#### [WHAT THIS TASK INVOLVES]
Copies of all lines that contain "suit" are needed; take them from the data below.

━━━━━━━━━━

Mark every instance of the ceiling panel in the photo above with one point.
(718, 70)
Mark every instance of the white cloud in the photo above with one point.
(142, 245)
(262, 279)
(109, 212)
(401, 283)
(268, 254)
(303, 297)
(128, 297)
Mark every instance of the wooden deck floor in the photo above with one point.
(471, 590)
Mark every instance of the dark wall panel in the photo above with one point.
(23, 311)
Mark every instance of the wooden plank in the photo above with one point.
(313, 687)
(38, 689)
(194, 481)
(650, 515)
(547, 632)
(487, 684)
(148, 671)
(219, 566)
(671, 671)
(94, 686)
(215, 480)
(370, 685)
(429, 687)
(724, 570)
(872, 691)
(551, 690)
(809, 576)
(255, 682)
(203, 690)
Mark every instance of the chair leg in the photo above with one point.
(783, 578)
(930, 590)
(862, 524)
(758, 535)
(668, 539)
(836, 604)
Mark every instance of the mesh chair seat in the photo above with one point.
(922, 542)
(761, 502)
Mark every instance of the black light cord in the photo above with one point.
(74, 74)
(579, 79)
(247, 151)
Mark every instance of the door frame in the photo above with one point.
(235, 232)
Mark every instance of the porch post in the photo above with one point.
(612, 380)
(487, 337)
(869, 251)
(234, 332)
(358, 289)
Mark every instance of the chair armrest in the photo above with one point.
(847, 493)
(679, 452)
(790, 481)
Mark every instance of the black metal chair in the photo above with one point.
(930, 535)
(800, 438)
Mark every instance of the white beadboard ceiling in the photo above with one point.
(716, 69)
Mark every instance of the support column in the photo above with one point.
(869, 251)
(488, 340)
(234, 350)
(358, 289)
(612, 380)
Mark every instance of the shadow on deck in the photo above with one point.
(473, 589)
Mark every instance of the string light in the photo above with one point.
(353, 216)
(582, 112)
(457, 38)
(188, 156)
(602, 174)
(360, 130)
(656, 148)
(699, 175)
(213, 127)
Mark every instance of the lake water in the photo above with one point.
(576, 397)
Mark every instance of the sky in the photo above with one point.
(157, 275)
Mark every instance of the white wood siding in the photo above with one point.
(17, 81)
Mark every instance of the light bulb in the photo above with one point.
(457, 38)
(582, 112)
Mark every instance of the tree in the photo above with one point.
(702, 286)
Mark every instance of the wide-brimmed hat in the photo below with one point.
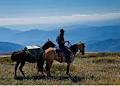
(62, 30)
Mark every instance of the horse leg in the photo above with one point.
(40, 68)
(68, 67)
(16, 66)
(21, 66)
(48, 66)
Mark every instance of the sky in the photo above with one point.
(22, 12)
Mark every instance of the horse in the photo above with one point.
(51, 54)
(20, 57)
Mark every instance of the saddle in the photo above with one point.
(63, 54)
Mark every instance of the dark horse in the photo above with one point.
(23, 56)
(51, 54)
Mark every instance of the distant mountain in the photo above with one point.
(6, 34)
(7, 47)
(109, 45)
(91, 35)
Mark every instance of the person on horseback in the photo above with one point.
(61, 42)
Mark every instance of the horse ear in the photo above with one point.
(80, 42)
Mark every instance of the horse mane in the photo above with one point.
(48, 44)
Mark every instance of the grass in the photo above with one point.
(91, 69)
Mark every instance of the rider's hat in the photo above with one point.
(62, 30)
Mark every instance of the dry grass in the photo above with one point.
(91, 69)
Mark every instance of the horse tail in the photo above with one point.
(14, 56)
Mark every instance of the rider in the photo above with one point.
(61, 42)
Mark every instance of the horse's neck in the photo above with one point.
(74, 49)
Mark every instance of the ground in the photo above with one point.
(91, 69)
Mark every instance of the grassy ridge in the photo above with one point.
(93, 68)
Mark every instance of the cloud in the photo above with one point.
(81, 18)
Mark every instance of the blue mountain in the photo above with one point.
(7, 47)
(91, 35)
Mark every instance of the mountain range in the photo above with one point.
(96, 38)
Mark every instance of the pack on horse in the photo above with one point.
(63, 54)
(20, 57)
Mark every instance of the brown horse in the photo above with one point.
(23, 56)
(51, 55)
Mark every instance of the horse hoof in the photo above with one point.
(15, 77)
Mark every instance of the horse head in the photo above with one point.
(48, 44)
(81, 47)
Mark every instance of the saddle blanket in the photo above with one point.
(34, 51)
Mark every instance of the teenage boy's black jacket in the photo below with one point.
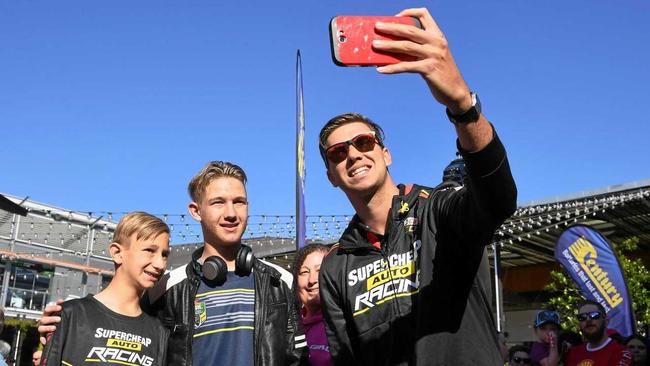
(385, 304)
(278, 336)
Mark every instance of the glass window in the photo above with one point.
(29, 286)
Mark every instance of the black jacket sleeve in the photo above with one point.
(474, 212)
(53, 351)
(335, 322)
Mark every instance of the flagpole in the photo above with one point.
(300, 158)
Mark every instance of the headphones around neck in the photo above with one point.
(214, 269)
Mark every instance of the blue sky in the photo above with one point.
(114, 105)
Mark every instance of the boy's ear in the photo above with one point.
(388, 159)
(115, 249)
(194, 211)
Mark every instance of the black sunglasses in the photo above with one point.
(525, 361)
(363, 143)
(593, 315)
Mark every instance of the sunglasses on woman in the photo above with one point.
(364, 142)
(593, 315)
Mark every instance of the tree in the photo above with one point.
(567, 296)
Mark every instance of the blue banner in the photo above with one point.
(301, 227)
(590, 260)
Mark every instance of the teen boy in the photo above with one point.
(110, 327)
(249, 317)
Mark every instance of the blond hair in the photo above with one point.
(143, 224)
(211, 171)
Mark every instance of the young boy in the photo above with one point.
(110, 327)
(224, 307)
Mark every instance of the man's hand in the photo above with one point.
(47, 322)
(433, 59)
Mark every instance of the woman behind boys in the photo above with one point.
(306, 269)
(110, 328)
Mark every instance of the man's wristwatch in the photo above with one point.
(470, 116)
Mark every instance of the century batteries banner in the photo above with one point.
(590, 260)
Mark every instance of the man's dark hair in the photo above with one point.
(517, 348)
(344, 119)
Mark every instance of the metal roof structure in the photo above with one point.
(56, 236)
(527, 238)
(619, 212)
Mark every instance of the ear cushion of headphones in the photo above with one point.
(214, 269)
(244, 261)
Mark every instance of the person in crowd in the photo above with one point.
(306, 269)
(36, 356)
(403, 269)
(111, 327)
(519, 356)
(545, 350)
(600, 350)
(638, 346)
(225, 307)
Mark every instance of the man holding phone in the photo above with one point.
(395, 289)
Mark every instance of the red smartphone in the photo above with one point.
(351, 40)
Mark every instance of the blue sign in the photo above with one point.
(590, 260)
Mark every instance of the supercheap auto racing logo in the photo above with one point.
(385, 280)
(121, 348)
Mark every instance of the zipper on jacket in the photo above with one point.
(194, 289)
(260, 310)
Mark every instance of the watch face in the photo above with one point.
(472, 114)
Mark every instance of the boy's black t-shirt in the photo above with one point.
(92, 334)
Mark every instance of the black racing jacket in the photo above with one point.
(278, 336)
(386, 299)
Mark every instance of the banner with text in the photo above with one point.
(590, 260)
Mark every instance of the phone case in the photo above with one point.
(351, 40)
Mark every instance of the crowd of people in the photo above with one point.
(598, 344)
(406, 284)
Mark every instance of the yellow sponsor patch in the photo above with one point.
(391, 274)
(118, 343)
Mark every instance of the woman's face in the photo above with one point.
(638, 349)
(308, 280)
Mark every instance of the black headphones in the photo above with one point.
(214, 269)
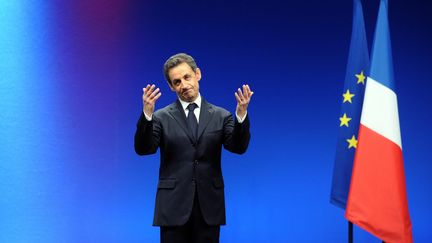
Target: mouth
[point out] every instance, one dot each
(186, 91)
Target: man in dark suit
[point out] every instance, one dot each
(190, 133)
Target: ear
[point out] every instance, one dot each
(198, 74)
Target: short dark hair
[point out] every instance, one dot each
(176, 60)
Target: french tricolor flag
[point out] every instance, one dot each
(377, 200)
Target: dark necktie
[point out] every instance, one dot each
(192, 121)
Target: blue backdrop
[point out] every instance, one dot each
(71, 78)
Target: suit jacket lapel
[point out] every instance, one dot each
(176, 110)
(206, 115)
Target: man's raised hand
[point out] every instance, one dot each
(150, 96)
(243, 99)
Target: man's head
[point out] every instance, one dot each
(183, 76)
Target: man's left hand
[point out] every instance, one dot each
(243, 99)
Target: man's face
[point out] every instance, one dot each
(184, 81)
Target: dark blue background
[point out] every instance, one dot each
(72, 74)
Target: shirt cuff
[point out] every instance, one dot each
(241, 119)
(148, 118)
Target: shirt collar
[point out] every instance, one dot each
(196, 101)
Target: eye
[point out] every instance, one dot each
(176, 82)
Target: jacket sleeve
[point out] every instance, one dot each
(147, 135)
(236, 135)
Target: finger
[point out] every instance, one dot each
(154, 93)
(249, 90)
(245, 92)
(237, 97)
(157, 96)
(145, 90)
(150, 89)
(240, 94)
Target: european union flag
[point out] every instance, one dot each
(352, 101)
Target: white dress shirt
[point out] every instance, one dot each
(196, 111)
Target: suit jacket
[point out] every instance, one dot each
(186, 163)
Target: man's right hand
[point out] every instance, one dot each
(150, 96)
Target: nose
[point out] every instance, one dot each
(182, 84)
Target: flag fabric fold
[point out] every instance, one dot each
(352, 100)
(377, 200)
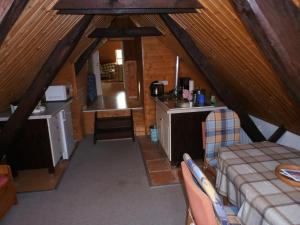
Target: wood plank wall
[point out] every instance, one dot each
(159, 64)
(67, 76)
(4, 7)
(220, 35)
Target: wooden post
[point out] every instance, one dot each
(207, 70)
(11, 17)
(42, 80)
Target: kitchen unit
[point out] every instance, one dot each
(180, 130)
(45, 139)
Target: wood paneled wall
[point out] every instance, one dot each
(67, 76)
(159, 64)
(4, 7)
(107, 51)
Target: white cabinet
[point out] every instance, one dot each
(55, 134)
(163, 123)
(61, 134)
(67, 131)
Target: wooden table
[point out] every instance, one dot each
(246, 175)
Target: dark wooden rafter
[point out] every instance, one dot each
(275, 25)
(208, 71)
(85, 56)
(125, 32)
(42, 80)
(11, 17)
(277, 134)
(118, 7)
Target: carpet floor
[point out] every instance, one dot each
(158, 168)
(104, 184)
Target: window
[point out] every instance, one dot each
(119, 57)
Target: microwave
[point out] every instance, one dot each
(58, 93)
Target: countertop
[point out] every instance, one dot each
(51, 109)
(169, 105)
(111, 103)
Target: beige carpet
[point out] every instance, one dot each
(39, 179)
(158, 168)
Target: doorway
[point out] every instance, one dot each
(122, 69)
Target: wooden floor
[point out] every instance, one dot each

━━━━━━━━━━

#### [ANSWER AREA]
Target: man in dark suit
Target: suit jacket lapel
Target: suit jacket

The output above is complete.